ABOUT THIS TASK ::
Would you return the full listing exactly, with nothing altered?

DATA ::
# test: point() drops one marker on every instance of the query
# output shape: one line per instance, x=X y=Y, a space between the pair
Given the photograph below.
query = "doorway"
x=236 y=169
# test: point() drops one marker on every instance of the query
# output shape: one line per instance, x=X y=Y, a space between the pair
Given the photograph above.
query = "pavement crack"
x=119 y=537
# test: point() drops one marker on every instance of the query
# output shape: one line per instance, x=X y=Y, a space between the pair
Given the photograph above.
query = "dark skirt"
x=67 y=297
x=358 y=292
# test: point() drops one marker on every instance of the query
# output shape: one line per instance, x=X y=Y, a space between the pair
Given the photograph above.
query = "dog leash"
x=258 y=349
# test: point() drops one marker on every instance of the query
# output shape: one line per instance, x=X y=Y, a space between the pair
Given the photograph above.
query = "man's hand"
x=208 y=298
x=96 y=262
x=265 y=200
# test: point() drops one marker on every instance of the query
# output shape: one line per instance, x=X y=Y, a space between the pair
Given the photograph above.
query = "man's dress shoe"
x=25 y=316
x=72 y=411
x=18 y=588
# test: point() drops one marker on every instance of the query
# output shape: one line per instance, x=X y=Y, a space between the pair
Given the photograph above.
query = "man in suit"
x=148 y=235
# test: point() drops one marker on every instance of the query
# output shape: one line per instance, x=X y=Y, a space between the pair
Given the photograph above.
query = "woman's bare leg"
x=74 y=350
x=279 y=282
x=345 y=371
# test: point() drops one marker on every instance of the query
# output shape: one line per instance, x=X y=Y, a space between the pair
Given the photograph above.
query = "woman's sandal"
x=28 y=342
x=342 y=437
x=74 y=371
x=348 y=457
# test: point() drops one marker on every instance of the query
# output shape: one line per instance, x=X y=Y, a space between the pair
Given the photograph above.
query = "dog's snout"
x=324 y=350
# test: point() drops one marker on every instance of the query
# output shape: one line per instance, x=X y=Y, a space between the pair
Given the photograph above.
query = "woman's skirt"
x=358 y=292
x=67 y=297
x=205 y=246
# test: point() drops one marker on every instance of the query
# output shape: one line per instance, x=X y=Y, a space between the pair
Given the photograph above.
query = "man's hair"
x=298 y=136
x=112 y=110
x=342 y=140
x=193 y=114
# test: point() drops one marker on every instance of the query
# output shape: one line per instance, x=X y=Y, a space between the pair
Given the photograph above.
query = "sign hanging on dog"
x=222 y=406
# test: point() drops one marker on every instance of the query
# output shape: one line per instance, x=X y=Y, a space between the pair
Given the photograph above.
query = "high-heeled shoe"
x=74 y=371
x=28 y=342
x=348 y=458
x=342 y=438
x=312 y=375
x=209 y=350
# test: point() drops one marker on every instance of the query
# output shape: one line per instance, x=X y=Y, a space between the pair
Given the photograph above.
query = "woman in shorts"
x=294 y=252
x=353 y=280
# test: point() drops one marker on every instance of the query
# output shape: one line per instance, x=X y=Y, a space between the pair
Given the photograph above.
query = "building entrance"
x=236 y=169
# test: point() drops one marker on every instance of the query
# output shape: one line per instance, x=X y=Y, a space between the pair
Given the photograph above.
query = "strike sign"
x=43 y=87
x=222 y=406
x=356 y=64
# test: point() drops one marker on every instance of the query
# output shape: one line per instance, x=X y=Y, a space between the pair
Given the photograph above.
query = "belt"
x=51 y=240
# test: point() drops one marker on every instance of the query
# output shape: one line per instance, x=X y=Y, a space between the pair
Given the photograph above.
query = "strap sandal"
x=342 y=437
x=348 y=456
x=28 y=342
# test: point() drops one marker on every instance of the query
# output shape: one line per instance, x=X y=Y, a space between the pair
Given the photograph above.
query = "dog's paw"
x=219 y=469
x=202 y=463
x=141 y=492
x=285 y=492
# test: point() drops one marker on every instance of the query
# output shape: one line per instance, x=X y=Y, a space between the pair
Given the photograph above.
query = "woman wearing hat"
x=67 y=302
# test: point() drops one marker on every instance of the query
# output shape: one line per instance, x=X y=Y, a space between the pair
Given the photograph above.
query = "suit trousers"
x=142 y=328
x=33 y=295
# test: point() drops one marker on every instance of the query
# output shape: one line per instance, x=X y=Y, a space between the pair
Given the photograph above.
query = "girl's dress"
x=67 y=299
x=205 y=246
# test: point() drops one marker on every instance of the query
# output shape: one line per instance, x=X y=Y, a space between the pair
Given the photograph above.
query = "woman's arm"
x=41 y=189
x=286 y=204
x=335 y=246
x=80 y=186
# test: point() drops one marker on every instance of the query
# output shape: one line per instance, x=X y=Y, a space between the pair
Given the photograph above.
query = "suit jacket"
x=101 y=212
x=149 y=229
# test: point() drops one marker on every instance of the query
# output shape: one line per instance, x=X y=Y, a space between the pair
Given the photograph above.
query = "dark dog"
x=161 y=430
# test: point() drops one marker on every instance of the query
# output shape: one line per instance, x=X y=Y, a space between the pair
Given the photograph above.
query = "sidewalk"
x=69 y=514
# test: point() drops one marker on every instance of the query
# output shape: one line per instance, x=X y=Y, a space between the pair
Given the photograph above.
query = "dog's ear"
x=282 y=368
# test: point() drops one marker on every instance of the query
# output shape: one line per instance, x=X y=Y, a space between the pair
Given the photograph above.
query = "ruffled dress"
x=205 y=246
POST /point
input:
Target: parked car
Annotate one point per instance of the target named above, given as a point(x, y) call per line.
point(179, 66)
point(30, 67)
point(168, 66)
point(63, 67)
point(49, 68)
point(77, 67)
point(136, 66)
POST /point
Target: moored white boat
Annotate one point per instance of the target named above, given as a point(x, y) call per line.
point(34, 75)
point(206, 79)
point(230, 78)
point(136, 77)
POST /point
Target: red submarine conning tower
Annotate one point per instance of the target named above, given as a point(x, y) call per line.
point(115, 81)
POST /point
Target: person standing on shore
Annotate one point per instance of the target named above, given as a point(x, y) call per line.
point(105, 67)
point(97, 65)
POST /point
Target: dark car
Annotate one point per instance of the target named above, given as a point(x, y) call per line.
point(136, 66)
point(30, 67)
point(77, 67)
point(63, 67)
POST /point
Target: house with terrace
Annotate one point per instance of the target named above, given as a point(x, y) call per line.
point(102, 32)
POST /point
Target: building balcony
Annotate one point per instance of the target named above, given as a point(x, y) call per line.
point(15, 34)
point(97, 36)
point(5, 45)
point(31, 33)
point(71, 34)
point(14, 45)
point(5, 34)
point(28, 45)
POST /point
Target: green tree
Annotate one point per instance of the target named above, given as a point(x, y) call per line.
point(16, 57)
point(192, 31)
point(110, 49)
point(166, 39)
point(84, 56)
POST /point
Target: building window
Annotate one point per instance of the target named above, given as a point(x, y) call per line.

SOLUTION FOR THIS PROBLEM ::
# test: point() drops one marker on every instance of the query
# output shape: one line per instance, x=X y=Y, a space between the pair
Given the photograph below.
query = "doorway"
x=236 y=169
# test: point() drops one marker on every instance of the query
# output shape: one line per instance, x=X y=Y, a space between the pair
Given the photograph above.
query = "pavement crack"
x=119 y=537
# test: point() drops one marker on every instance of the query
# output shape: one line per instance, x=X y=Y, a space between the pair
Given the photograph above.
query = "dark skirt"
x=67 y=297
x=358 y=292
# test: point() drops one marker on every instance of the query
# output shape: one line per instance, x=X y=Y, a space between the pair
Given the photograph above.
query = "dog leash"
x=258 y=349
# test: point() drops one marker on every instance of the query
# output shape: one line per instance, x=X y=Y, a space between the pair
Given the photograph above.
query = "man's hand"
x=208 y=298
x=96 y=262
x=265 y=200
# test: point() drops one marker on every instance of the query
# output shape: one line per instance, x=X y=Y, a space between the pair
Given the photograph above.
query = "man's dress shoe"
x=25 y=316
x=72 y=411
x=18 y=588
# test: point() drops one marker on every instance of the query
# output shape: one line per instance, x=X y=Y, a space between the pair
Given the photograph above.
query = "man in suit"
x=148 y=235
# test: point() drops one marker on every instance of the query
# output shape: one line per instance, x=X y=Y, a space between the pair
Given the photograph above.
query = "woman's bare leg"
x=74 y=350
x=279 y=282
x=345 y=371
# test: point() drops one marker on every instance of the query
# output shape: one line per instance, x=X y=Y, a space between the pair
Given the photograph above.
query = "woman's sandal"
x=28 y=342
x=342 y=437
x=74 y=371
x=348 y=457
# test: point() drops one marker on every instance of the query
# output shape: one line per instance, x=X y=Y, a space between the pair
Given the photograph above.
query = "dog's snout"
x=324 y=350
# test: point() drops one marker on every instance of the query
# output shape: one line per instance, x=X y=Y, a space between the pair
Given the photograph above.
query = "woman's skirt"
x=358 y=292
x=67 y=297
x=205 y=246
# test: point() drops one marker on every instance of the query
# output shape: one line per instance, x=X y=Y, a space between the pair
Given the photograph above.
query = "man's hair"
x=298 y=136
x=112 y=110
x=342 y=140
x=193 y=114
# test: point() drops one marker on every instance of the query
# output shape: one line per instance, x=X y=Y, a space between the pair
Given the photograph above.
query = "sign hanging on dog"
x=222 y=406
# test: point() drops one marker on every instance of the query
# output shape: one line per instance, x=X y=Y, a space between the pair
Given the photograph above.
query = "high-heeled shoe"
x=74 y=371
x=28 y=342
x=348 y=458
x=342 y=438
x=312 y=375
x=209 y=350
# test: point() drops one marker on every instance of the query
# output shape: one line per instance, x=X y=Y, a space between the pair
Given the photograph above.
query = "woman in shorts"
x=294 y=252
x=353 y=280
# test: point() drops one marker on every instance of the query
# output shape: one line per instance, x=X y=Y, a space between the pair
Given the photograph above.
query = "building entrance"
x=236 y=169
# test: point() drops one marker on every instance of the query
# output shape: one line per instance, x=X y=Y, a space between the pair
Given the photograph above.
query = "strike sign"
x=43 y=87
x=222 y=406
x=356 y=64
# test: point() drops one marker on every instance of the query
# output shape: one line per instance, x=X y=Y, a space between the pair
Given the photograph above.
query = "belt"
x=51 y=240
# test: point() drops one marker on every instance of the query
# output shape: one line per instance, x=X y=Y, a space between the pair
Given the photograph above.
query = "strap sandal"
x=342 y=437
x=348 y=456
x=28 y=342
# test: point() drops one marker on every instance of the query
# output shape: one line per instance, x=X y=Y, a space between the pair
Given the photograph above.
query = "dog's paw"
x=219 y=469
x=202 y=463
x=141 y=492
x=285 y=492
# test: point() drops one marker on every instance of the query
# output shape: one line per instance, x=X y=Y, a space between the pair
Given the photograph above.
query = "woman wearing hat"
x=67 y=302
# test: point() drops one marker on every instance of the query
# output shape: one line per instance, x=X y=Y, a space between the pair
Given the photograph above.
query = "suit trousers"
x=142 y=328
x=33 y=295
# test: point() drops one marker on every instance of the query
# output shape: one line per instance, x=X y=Y, a space between the pair
Given the photograph above.
query = "girl's dress"
x=67 y=299
x=205 y=246
# test: point() drops one marker on every instance of the query
# output shape: one line per instance, x=X y=Y, a space between the pair
Given the photograph above.
query = "woman's arm"
x=41 y=189
x=286 y=204
x=335 y=246
x=80 y=186
# test: point() drops one marker on every instance of the query
# output shape: one line per instance, x=X y=Y, a space between the pair
Given the photograph above.
query = "suit jacket"
x=101 y=212
x=149 y=229
# test: point() drops one marker on every instance of the query
# output shape: one line per instance, x=X y=Y, a space between the pair
Given the photograph above.
query = "dark dog"
x=161 y=430
# test: point() drops one marker on every instance of the query
# output shape: one line per instance, x=X y=Y, a space between the pair
Given the photograph above.
query = "sidewalk"
x=69 y=514
# test: point() drops one marker on every instance of the query
# output shape: one line per instance, x=X y=Y, a space between the pair
Given the photograph above.
query = "dog's ear"
x=282 y=368
# test: point() drops one marker on every instance of the query
# output shape: one line per instance, x=X y=Y, a space between the pair
Given the photograph above.
query = "ruffled dress"
x=205 y=246
POST /point
input:
Target: parked car
Annotate one point per instance of the target named above, given as a point(x, y) call per line.
point(179, 66)
point(30, 67)
point(168, 66)
point(63, 67)
point(49, 68)
point(77, 67)
point(136, 66)
POST /point
Target: moored white boat
Annotate one point per instance of the target named above, given as a point(x, y) call per line.
point(34, 75)
point(206, 79)
point(230, 78)
point(136, 77)
POST /point
Target: red submarine conning tower
Annotate one point per instance of the target named above, given as a point(x, y) call per line.
point(115, 81)
POST /point
Target: person standing on shore
Annotate one point per instance of the target named above, given as a point(x, y) call per line.
point(105, 67)
point(97, 65)
POST /point
Target: dark car
Annotate one point per instance of the target named above, given as a point(x, y) call per line.
point(136, 66)
point(30, 67)
point(77, 67)
point(63, 67)
POST /point
Target: house with terrace
Annotate one point per instance of the target named above, given as a point(x, y) call per line.
point(102, 32)
POST /point
Target: building balcony
Annotate one point per instance of the target named above, given as a point(x, y) call per line.
point(15, 34)
point(97, 36)
point(5, 45)
point(31, 33)
point(71, 34)
point(14, 45)
point(5, 34)
point(28, 45)
POST /point
Target: green tree
Annotate one point per instance of the target named above, given as a point(x, y) call per line.
point(16, 57)
point(192, 31)
point(110, 49)
point(166, 39)
point(84, 56)
POST /point
Target: building window
Annotate one point per instance of the target named above, given as a point(x, y) call per line.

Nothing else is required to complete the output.